Please return each line of the entries below that contains the word "boat", copied in full.

[Dataset excerpt]

○ ○ ○ ○ ○

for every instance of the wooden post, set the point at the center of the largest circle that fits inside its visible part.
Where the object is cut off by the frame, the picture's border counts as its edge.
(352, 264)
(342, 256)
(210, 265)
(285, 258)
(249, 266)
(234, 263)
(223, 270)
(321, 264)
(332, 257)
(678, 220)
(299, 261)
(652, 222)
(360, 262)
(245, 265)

○ ○ ○ ○ ○

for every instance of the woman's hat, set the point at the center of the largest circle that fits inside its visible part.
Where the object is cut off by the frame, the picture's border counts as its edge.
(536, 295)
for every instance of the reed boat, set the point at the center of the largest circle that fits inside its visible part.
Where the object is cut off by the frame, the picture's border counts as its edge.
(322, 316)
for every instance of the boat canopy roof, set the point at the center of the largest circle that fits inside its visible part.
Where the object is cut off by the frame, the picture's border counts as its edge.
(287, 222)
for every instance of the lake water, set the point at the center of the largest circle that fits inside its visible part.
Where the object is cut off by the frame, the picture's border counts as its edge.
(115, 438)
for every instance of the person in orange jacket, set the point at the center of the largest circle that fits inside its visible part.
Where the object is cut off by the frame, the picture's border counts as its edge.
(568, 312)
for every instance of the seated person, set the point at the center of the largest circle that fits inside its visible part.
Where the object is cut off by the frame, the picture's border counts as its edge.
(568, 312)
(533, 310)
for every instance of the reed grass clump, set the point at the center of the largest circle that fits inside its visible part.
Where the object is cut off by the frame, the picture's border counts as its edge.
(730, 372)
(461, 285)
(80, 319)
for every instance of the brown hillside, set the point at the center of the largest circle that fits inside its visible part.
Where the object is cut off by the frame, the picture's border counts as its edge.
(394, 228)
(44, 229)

○ ○ ○ ○ ○

**OUTPUT OF THE EXERCISE:**
for every instance of the reed boat, set the point at the center of the largest circle that fits inside its visible part.
for every instance of the boat canopy roof, set the point at the center of the largest circle that fits inside its visible part.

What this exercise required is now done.